▼▼▼

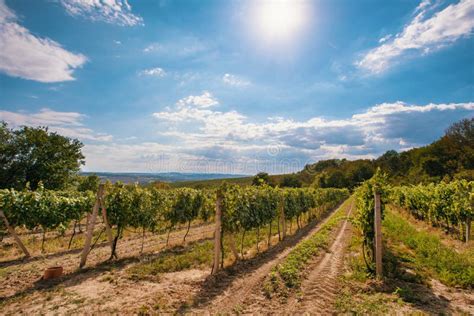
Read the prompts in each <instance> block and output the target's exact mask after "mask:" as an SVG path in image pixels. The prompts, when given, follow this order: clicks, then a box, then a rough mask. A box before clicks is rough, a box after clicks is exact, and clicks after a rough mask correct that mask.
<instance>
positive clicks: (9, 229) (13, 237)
mask: <svg viewBox="0 0 474 316" xmlns="http://www.w3.org/2000/svg"><path fill="white" fill-rule="evenodd" d="M0 216H1V217H2V219H3V223H4V224H5V226H6V227H7V230H8V232H9V233H10V235H12V237H13V239H15V242H16V244H17V245H18V247H20V249H21V250H22V251H23V253H24V254H25V257H26V258H29V257H30V253H29V252H28V249H26V247H25V245H23V243H22V242H21V239H20V237H18V235H17V234H16V233H15V229H13V227H11V226H10V223H9V222H8V219H7V217H6V216H5V213H3V210H0Z"/></svg>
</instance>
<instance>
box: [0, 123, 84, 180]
mask: <svg viewBox="0 0 474 316" xmlns="http://www.w3.org/2000/svg"><path fill="white" fill-rule="evenodd" d="M82 147H83V144H82V143H81V142H80V141H79V140H77V139H71V138H68V137H64V136H61V135H59V134H57V133H54V132H49V131H48V128H47V127H37V128H33V127H26V126H24V127H22V128H20V129H16V130H14V129H10V128H8V125H7V123H5V122H1V124H0V188H17V189H22V188H24V187H25V185H26V184H27V183H28V182H29V183H30V187H31V188H32V189H36V187H37V186H38V183H39V182H42V183H43V185H44V187H45V188H47V189H61V188H64V187H65V185H66V184H67V183H68V182H69V180H70V179H71V177H72V176H74V175H75V174H76V173H77V172H78V171H79V168H80V166H81V165H83V164H84V156H83V155H82V153H81V148H82Z"/></svg>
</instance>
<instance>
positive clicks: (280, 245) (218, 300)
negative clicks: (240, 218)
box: [185, 203, 350, 314]
mask: <svg viewBox="0 0 474 316" xmlns="http://www.w3.org/2000/svg"><path fill="white" fill-rule="evenodd" d="M349 205H350V204H348V203H345V204H342V205H341V206H339V207H346V208H347V207H349ZM339 207H338V209H339ZM332 214H334V212H331V215H332ZM330 217H331V216H328V217H327V218H325V219H324V220H323V221H322V222H320V223H318V224H317V225H316V226H313V227H309V229H308V230H306V231H305V232H303V231H302V232H301V233H300V234H298V235H295V236H292V237H294V238H292V239H291V240H290V239H288V240H285V241H283V242H282V243H280V244H279V245H280V246H281V247H283V250H282V249H281V248H280V249H277V248H278V246H276V247H274V248H275V249H272V250H269V251H267V253H265V255H264V256H262V258H259V259H260V260H258V261H257V262H255V263H253V264H250V265H252V266H251V267H244V268H243V269H242V271H239V270H237V271H231V272H230V274H229V275H225V276H224V277H222V278H218V280H217V281H216V282H214V283H213V284H211V286H209V287H208V288H206V291H211V292H210V293H209V297H202V298H201V301H199V300H198V301H197V302H195V305H197V306H195V308H193V309H191V310H185V311H186V312H191V313H193V314H215V313H223V314H227V313H237V312H239V311H241V310H242V309H243V305H244V304H245V305H246V306H248V305H247V300H248V299H249V298H250V297H251V296H252V295H253V294H252V292H255V291H256V290H257V291H258V290H259V289H261V282H262V281H263V280H264V278H265V277H266V276H267V275H268V274H269V273H270V271H271V269H272V268H273V267H274V266H276V265H277V264H279V263H280V262H281V261H282V260H283V259H284V258H285V257H286V256H287V255H288V254H289V253H290V252H291V250H292V249H293V248H294V247H295V246H296V245H297V244H298V243H299V242H301V241H303V240H306V239H307V238H309V237H310V236H311V235H313V234H314V233H316V232H317V231H319V229H320V228H321V226H322V225H323V224H324V223H325V222H327V221H328V220H329V218H330ZM273 250H274V251H273ZM272 252H274V253H272ZM213 286H214V287H213ZM222 287H225V289H224V290H223V288H222ZM213 290H214V293H213V292H212V291H213ZM222 290H223V291H222ZM260 292H261V291H260ZM246 311H249V312H256V311H257V309H255V310H252V308H250V309H246Z"/></svg>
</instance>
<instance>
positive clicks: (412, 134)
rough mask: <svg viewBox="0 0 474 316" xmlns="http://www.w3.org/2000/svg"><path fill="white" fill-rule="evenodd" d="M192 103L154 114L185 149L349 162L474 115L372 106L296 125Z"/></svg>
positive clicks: (383, 151) (190, 98) (382, 150)
mask: <svg viewBox="0 0 474 316" xmlns="http://www.w3.org/2000/svg"><path fill="white" fill-rule="evenodd" d="M184 100H186V101H184ZM191 100H193V97H190V98H189V99H188V98H184V99H182V100H180V101H178V102H177V104H176V106H175V108H168V109H167V110H166V111H162V112H157V113H154V114H153V116H154V117H155V118H156V119H158V120H160V121H161V122H165V123H166V122H168V123H170V124H171V125H170V126H169V127H170V129H169V130H168V131H167V132H164V133H163V134H162V135H166V136H167V137H173V138H175V139H177V142H178V143H180V142H181V145H180V146H181V147H187V148H193V149H196V148H201V149H202V148H207V147H210V146H211V145H212V144H220V145H221V147H222V146H223V148H227V147H229V146H231V147H232V148H239V149H240V150H244V149H245V148H248V146H251V145H256V146H263V147H265V146H267V145H271V144H280V146H285V147H286V148H290V149H293V150H294V152H295V153H296V152H298V153H299V154H302V153H305V155H309V156H311V157H314V159H316V158H317V157H320V156H321V157H323V156H324V157H328V155H331V154H334V153H340V152H344V157H346V158H361V157H368V156H371V157H373V156H376V155H379V154H381V153H382V152H384V151H385V150H388V149H392V148H394V149H398V150H400V149H404V148H409V147H413V146H419V145H423V144H426V143H427V142H430V141H433V140H434V139H436V138H437V137H439V136H440V135H442V133H443V131H444V129H445V128H446V127H447V126H448V125H449V124H450V123H452V122H454V121H456V120H459V119H460V118H463V117H465V116H466V115H469V114H470V113H471V114H472V112H473V111H474V103H472V102H468V103H449V104H427V105H410V104H406V103H403V102H395V103H383V104H379V105H376V106H373V107H371V108H368V109H367V110H366V111H364V112H362V113H358V114H354V115H352V116H351V117H349V118H345V119H332V120H329V119H325V118H322V117H313V118H310V119H308V120H306V121H295V120H292V119H285V118H280V117H277V118H269V119H268V120H267V121H265V122H261V123H253V122H250V121H249V119H248V118H247V117H246V116H245V115H242V114H241V113H239V112H236V111H227V112H221V111H217V110H214V109H209V108H203V107H199V106H195V104H194V102H192V101H191ZM215 102H218V101H217V100H215ZM440 112H443V114H440ZM433 125H434V126H433ZM190 126H192V127H193V128H192V129H190ZM402 144H403V146H402ZM226 146H227V147H226Z"/></svg>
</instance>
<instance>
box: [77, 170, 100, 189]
mask: <svg viewBox="0 0 474 316" xmlns="http://www.w3.org/2000/svg"><path fill="white" fill-rule="evenodd" d="M99 184H100V178H99V177H98V176H97V175H96V174H95V173H94V174H90V175H88V176H82V177H80V178H79V185H78V186H77V190H78V191H81V192H85V191H92V192H97V190H98V189H99Z"/></svg>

▲▲▲

> REQUIRED WORK: The answer should be only the number of lines in the data that contain the string "rough".

> RESPONSE TO THE EXERCISE: 2